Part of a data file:
►
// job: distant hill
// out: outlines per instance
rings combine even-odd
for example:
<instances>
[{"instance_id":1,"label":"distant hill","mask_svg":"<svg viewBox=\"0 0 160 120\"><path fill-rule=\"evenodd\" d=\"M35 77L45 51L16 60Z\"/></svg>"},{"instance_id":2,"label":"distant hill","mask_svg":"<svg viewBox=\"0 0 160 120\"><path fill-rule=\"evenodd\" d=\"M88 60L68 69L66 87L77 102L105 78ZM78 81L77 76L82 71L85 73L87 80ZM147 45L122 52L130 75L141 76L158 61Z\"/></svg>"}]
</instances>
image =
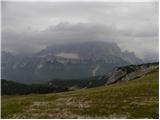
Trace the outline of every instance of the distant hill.
<instances>
[{"instance_id":1,"label":"distant hill","mask_svg":"<svg viewBox=\"0 0 160 120\"><path fill-rule=\"evenodd\" d=\"M93 88L141 78L159 68L159 63L128 65L115 68L111 73L85 79L53 79L43 84L22 84L14 81L1 81L2 95L50 93L81 88Z\"/></svg>"},{"instance_id":2,"label":"distant hill","mask_svg":"<svg viewBox=\"0 0 160 120\"><path fill-rule=\"evenodd\" d=\"M30 56L2 52L2 78L22 83L81 79L103 75L114 67L140 63L143 61L133 52L122 52L115 43L51 45Z\"/></svg>"}]
</instances>

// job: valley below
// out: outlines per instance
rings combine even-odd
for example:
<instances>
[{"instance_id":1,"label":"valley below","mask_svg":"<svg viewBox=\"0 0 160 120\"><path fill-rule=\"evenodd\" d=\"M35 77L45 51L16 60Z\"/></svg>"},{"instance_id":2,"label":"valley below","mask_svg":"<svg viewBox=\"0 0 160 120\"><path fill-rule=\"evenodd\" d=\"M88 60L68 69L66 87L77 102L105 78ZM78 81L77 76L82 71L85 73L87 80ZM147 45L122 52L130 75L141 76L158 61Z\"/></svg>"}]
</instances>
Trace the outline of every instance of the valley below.
<instances>
[{"instance_id":1,"label":"valley below","mask_svg":"<svg viewBox=\"0 0 160 120\"><path fill-rule=\"evenodd\" d=\"M158 118L158 63L102 76L105 84L74 91L3 95L2 118Z\"/></svg>"}]
</instances>

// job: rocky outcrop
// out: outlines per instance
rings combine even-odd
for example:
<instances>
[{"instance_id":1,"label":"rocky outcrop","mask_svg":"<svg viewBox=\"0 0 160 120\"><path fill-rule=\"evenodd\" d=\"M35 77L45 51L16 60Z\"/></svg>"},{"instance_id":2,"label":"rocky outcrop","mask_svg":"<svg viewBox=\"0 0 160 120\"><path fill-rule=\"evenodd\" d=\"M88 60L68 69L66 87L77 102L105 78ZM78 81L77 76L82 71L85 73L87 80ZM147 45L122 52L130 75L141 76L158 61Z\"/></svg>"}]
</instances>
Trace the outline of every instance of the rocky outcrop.
<instances>
[{"instance_id":1,"label":"rocky outcrop","mask_svg":"<svg viewBox=\"0 0 160 120\"><path fill-rule=\"evenodd\" d=\"M106 77L106 84L113 84L120 81L133 80L143 77L145 74L158 69L158 63L148 63L141 65L129 65L125 67L115 68L112 73ZM103 78L105 78L103 76Z\"/></svg>"}]
</instances>

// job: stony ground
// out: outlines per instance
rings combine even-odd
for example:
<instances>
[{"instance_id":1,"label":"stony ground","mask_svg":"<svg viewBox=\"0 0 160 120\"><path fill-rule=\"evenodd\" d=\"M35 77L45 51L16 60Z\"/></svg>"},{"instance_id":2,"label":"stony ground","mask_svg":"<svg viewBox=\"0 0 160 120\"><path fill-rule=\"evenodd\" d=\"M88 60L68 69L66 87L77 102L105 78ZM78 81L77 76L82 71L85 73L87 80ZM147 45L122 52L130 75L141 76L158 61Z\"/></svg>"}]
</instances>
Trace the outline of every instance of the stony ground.
<instances>
[{"instance_id":1,"label":"stony ground","mask_svg":"<svg viewBox=\"0 0 160 120\"><path fill-rule=\"evenodd\" d=\"M158 70L77 91L2 96L2 118L158 118Z\"/></svg>"}]
</instances>

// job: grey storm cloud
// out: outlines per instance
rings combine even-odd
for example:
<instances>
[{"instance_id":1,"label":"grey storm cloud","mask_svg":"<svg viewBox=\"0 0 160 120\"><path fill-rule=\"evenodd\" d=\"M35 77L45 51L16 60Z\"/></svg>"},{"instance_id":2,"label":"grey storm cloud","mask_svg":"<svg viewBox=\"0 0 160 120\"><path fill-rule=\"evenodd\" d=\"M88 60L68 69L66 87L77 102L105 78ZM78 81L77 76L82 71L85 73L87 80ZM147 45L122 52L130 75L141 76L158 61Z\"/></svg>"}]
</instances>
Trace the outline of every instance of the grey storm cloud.
<instances>
[{"instance_id":1,"label":"grey storm cloud","mask_svg":"<svg viewBox=\"0 0 160 120\"><path fill-rule=\"evenodd\" d=\"M115 42L158 54L158 2L2 2L2 49L34 53L51 44Z\"/></svg>"}]
</instances>

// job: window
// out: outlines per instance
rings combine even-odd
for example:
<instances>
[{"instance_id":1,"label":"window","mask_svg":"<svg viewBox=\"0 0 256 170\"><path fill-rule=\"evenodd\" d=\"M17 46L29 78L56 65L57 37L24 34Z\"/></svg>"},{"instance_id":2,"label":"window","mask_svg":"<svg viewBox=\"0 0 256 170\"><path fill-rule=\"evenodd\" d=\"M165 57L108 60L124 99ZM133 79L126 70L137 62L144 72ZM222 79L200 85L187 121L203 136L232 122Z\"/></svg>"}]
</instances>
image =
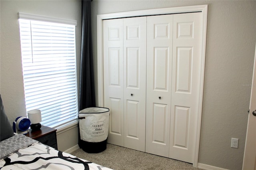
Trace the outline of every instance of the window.
<instances>
[{"instance_id":1,"label":"window","mask_svg":"<svg viewBox=\"0 0 256 170\"><path fill-rule=\"evenodd\" d=\"M26 109L56 127L77 118L75 25L28 16L18 13Z\"/></svg>"}]
</instances>

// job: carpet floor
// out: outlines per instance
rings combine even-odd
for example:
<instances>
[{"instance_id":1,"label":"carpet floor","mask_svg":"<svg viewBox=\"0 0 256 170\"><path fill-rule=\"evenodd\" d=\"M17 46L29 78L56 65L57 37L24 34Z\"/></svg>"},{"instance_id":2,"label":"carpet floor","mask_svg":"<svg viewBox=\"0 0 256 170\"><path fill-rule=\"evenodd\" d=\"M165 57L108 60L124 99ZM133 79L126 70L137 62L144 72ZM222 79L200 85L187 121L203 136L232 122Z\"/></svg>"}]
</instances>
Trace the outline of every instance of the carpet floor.
<instances>
[{"instance_id":1,"label":"carpet floor","mask_svg":"<svg viewBox=\"0 0 256 170\"><path fill-rule=\"evenodd\" d=\"M115 170L200 169L188 163L109 144L100 153L89 154L80 148L71 154Z\"/></svg>"}]
</instances>

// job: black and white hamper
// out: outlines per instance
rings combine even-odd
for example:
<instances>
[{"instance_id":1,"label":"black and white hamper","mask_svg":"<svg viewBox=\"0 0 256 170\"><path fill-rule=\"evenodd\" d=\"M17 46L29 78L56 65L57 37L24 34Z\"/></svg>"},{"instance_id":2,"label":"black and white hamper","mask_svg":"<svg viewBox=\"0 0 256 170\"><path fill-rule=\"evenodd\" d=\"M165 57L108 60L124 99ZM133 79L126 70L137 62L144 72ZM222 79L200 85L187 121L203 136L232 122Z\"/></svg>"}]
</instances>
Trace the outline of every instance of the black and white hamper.
<instances>
[{"instance_id":1,"label":"black and white hamper","mask_svg":"<svg viewBox=\"0 0 256 170\"><path fill-rule=\"evenodd\" d=\"M88 107L79 113L80 144L88 153L99 153L107 146L108 134L109 109Z\"/></svg>"}]
</instances>

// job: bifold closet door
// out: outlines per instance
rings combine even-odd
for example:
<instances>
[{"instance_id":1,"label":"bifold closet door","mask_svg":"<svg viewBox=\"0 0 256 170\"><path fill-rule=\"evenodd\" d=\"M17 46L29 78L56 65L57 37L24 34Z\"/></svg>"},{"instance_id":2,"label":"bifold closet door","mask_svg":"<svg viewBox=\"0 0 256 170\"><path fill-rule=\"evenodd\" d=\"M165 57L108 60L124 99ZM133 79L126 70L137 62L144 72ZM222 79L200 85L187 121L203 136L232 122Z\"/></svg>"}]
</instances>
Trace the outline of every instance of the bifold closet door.
<instances>
[{"instance_id":1,"label":"bifold closet door","mask_svg":"<svg viewBox=\"0 0 256 170\"><path fill-rule=\"evenodd\" d=\"M168 157L173 15L148 16L146 152Z\"/></svg>"},{"instance_id":2,"label":"bifold closet door","mask_svg":"<svg viewBox=\"0 0 256 170\"><path fill-rule=\"evenodd\" d=\"M124 19L124 146L145 152L146 17Z\"/></svg>"},{"instance_id":3,"label":"bifold closet door","mask_svg":"<svg viewBox=\"0 0 256 170\"><path fill-rule=\"evenodd\" d=\"M202 12L173 16L169 157L193 163L202 66Z\"/></svg>"},{"instance_id":4,"label":"bifold closet door","mask_svg":"<svg viewBox=\"0 0 256 170\"><path fill-rule=\"evenodd\" d=\"M146 17L103 21L108 142L145 151Z\"/></svg>"},{"instance_id":5,"label":"bifold closet door","mask_svg":"<svg viewBox=\"0 0 256 170\"><path fill-rule=\"evenodd\" d=\"M124 145L123 19L103 21L104 107L110 109L108 142Z\"/></svg>"}]
</instances>

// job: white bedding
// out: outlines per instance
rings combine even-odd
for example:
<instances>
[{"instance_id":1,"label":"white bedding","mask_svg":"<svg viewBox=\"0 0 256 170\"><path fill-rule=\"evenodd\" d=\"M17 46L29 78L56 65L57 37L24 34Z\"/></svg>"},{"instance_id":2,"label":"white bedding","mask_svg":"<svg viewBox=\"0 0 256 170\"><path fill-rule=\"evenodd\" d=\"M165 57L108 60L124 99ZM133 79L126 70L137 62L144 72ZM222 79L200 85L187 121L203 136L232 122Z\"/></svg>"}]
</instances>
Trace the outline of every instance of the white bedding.
<instances>
[{"instance_id":1,"label":"white bedding","mask_svg":"<svg viewBox=\"0 0 256 170\"><path fill-rule=\"evenodd\" d=\"M21 145L20 148L17 146L13 146L13 144L9 144L14 142L6 141L0 142L1 159L0 160L1 170L110 170L106 167L79 158L70 154L63 152L34 140L31 142L30 138L24 135L19 134L12 138L16 138L14 141L23 141L22 139L26 137L25 140L29 142L28 146L24 146L22 142L18 142L16 144ZM15 137L16 136L16 137ZM20 139L19 139L19 138ZM10 139L11 140L12 139ZM5 141L5 143L3 142ZM32 144L32 143L34 143ZM19 146L20 147L20 146ZM15 150L11 152L8 151L10 149L16 148ZM7 155L4 155L4 152ZM3 156L3 155L4 156Z\"/></svg>"}]
</instances>

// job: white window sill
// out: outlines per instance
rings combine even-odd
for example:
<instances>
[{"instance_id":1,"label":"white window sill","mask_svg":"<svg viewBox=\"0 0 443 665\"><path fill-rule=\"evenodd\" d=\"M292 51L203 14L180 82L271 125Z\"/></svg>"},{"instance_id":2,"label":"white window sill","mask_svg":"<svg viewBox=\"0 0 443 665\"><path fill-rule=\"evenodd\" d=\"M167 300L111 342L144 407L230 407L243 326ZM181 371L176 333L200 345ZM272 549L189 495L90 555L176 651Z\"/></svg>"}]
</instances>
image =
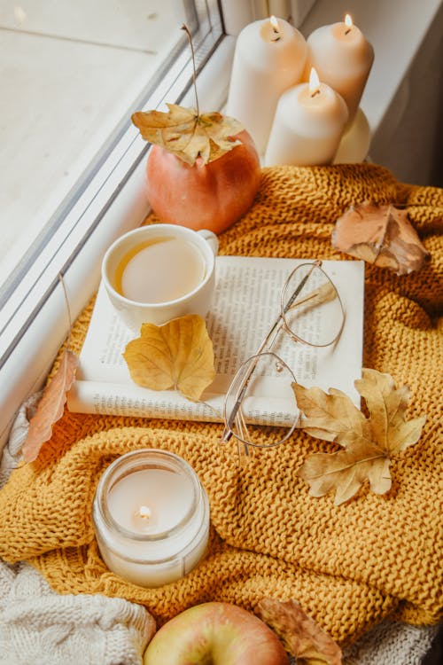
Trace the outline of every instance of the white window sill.
<instances>
[{"instance_id":1,"label":"white window sill","mask_svg":"<svg viewBox=\"0 0 443 665\"><path fill-rule=\"evenodd\" d=\"M375 135L383 129L384 119L412 61L422 48L441 2L429 0L417 6L415 0L404 0L400 4L401 12L396 13L395 7L382 0L375 0L371 4L367 4L366 0L337 0L333 7L327 0L318 0L300 27L300 31L308 35L315 27L339 20L338 14L340 15L342 10L347 11L350 4L354 5L358 22L364 26L364 32L376 52L375 64L361 102ZM388 17L385 19L385 23L381 23L380 12L375 11L377 6L380 12ZM234 48L235 38L225 37L199 75L198 91L202 108L209 110L223 106L229 89ZM188 91L181 103L194 106L192 90ZM16 410L29 393L41 386L67 333L66 305L58 278L60 266L65 269L64 282L70 299L72 316L75 317L97 289L101 258L106 247L117 236L139 225L148 212L144 197L147 148L142 144L142 139L135 137L128 148L120 145L116 146L110 156L114 160L110 177L99 189L85 213L86 216L79 218L78 224L62 244L60 253L50 263L52 272L49 278L42 286L29 276L35 287L28 293L27 300L30 299L31 303L35 305L45 295L45 290L51 293L51 297L43 299L44 304L41 309L35 309L26 334L22 334L22 327L26 325L27 317L18 307L12 318L13 325L6 331L6 336L2 335L0 340L3 345L0 357L4 349L9 349L6 360L0 368L0 410L3 414L0 450L6 440ZM128 165L134 163L136 166L128 175ZM80 205L81 201L77 203ZM84 242L82 239L84 231L82 224L90 224L91 219L99 220L100 223L93 227L80 254L71 262L73 247L76 243ZM51 256L50 244L47 251ZM37 273L38 269L38 265L32 268ZM15 304L18 303L19 298L15 301ZM9 307L13 308L14 305L10 304ZM2 310L1 317L6 317L11 313Z\"/></svg>"}]
</instances>

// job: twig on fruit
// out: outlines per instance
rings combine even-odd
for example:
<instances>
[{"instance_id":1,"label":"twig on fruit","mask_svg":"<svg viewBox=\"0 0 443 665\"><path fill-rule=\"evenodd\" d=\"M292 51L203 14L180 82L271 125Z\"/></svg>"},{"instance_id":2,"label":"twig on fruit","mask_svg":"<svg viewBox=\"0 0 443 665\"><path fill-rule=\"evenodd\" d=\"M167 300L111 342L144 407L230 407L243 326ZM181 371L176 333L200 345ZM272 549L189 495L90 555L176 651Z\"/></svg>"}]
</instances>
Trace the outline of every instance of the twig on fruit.
<instances>
[{"instance_id":1,"label":"twig on fruit","mask_svg":"<svg viewBox=\"0 0 443 665\"><path fill-rule=\"evenodd\" d=\"M192 57L192 81L194 82L194 92L195 92L195 105L197 106L197 115L200 115L200 108L198 106L198 95L197 94L197 72L196 72L196 66L195 66L195 53L194 53L194 45L192 43L192 35L190 34L190 30L184 23L182 25L182 30L184 30L186 35L188 35L190 46L190 55Z\"/></svg>"}]
</instances>

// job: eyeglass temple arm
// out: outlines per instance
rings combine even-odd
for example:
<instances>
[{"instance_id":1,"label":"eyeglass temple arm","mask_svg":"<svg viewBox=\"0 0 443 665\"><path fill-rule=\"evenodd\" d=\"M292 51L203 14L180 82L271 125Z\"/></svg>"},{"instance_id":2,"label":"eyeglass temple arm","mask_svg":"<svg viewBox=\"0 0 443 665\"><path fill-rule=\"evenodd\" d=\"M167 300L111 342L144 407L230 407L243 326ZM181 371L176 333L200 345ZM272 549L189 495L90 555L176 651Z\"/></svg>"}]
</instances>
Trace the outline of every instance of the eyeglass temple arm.
<instances>
[{"instance_id":1,"label":"eyeglass temple arm","mask_svg":"<svg viewBox=\"0 0 443 665\"><path fill-rule=\"evenodd\" d=\"M289 299L287 305L284 307L284 309L283 310L283 314L285 314L288 311L288 309L291 306L294 305L295 299L297 298L297 296L299 295L299 293L300 293L300 291L302 291L302 289L304 288L305 284L307 283L307 281L308 280L308 278L309 278L309 277L311 275L311 272L313 271L313 270L317 265L318 265L318 262L315 262L312 264L311 270L309 270L309 272L307 272L305 275L305 277L303 278L303 279L301 280L301 282L297 286L297 288L295 289L294 293L292 293L292 295ZM297 304L297 303L295 303L295 304ZM278 317L275 320L274 324L269 328L269 330L268 330L266 337L262 340L261 344L260 345L260 347L259 347L258 350L256 351L256 353L254 354L254 356L260 356L260 354L262 353L265 348L268 348L268 350L270 350L272 348L272 347L274 346L274 344L276 342L277 332L280 330L280 328L282 327L282 316L283 316L283 314L280 313L278 315ZM246 373L246 375L245 376L245 379L242 381L242 385L240 387L239 393L237 393L237 400L236 400L236 402L234 403L234 406L232 407L232 412L231 412L230 417L229 417L229 421L228 423L226 423L224 430L223 430L223 434L222 435L222 442L228 442L229 441L230 437L232 436L232 424L234 423L234 420L237 418L237 415L238 413L238 410L240 409L241 403L242 403L242 402L244 400L244 397L245 397L245 393L246 392L247 387L249 386L249 381L251 380L251 377L253 375L253 372L254 371L254 369L255 369L255 367L257 365L257 363L258 363L258 358L256 359L255 363L253 363L252 364L251 369Z\"/></svg>"}]
</instances>

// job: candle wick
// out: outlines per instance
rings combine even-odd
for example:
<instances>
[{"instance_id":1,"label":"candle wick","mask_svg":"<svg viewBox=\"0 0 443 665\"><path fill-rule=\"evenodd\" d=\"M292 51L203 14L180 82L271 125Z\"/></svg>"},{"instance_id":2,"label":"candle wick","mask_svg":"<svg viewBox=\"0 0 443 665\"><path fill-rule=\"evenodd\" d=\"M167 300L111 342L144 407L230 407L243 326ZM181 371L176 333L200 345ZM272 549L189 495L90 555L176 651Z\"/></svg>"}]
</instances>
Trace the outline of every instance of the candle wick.
<instances>
[{"instance_id":1,"label":"candle wick","mask_svg":"<svg viewBox=\"0 0 443 665\"><path fill-rule=\"evenodd\" d=\"M149 521L151 518L151 511L147 505L141 505L140 508L136 511L135 515L136 517L141 517L142 520L146 520L146 521Z\"/></svg>"}]
</instances>

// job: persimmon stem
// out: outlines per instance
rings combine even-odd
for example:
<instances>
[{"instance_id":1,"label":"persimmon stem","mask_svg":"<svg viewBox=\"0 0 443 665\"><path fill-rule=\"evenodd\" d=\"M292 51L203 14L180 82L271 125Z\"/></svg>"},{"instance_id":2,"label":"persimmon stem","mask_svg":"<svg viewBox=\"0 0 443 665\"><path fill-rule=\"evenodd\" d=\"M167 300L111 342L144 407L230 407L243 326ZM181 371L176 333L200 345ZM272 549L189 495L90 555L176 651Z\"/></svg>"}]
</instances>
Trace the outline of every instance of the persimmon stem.
<instances>
[{"instance_id":1,"label":"persimmon stem","mask_svg":"<svg viewBox=\"0 0 443 665\"><path fill-rule=\"evenodd\" d=\"M190 30L184 23L182 25L182 30L184 30L186 35L188 35L188 40L190 46L190 55L192 57L192 82L194 83L194 93L195 93L195 103L197 106L197 115L200 114L200 108L198 106L198 95L197 94L197 71L195 66L195 53L194 53L194 45L192 43L192 35L190 34Z\"/></svg>"}]
</instances>

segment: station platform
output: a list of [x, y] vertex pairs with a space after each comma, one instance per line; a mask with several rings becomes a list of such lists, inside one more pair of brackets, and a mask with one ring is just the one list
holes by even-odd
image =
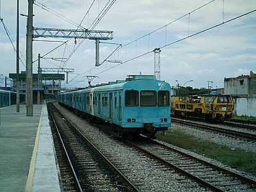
◄
Quote the lines of the data word for word, beginning with the line containing "segment: station platform" and continuing through the end of the data. Don't include the pictures in your answer.

● Response to this task
segment: station platform
output: a list of [x, y] vertex pairs with a space after each comma, one instance per line; a mask with several rings becomes a list of such lists, inside one more pair of brackets, and a mask with one ring is just the one list
holes by even-odd
image =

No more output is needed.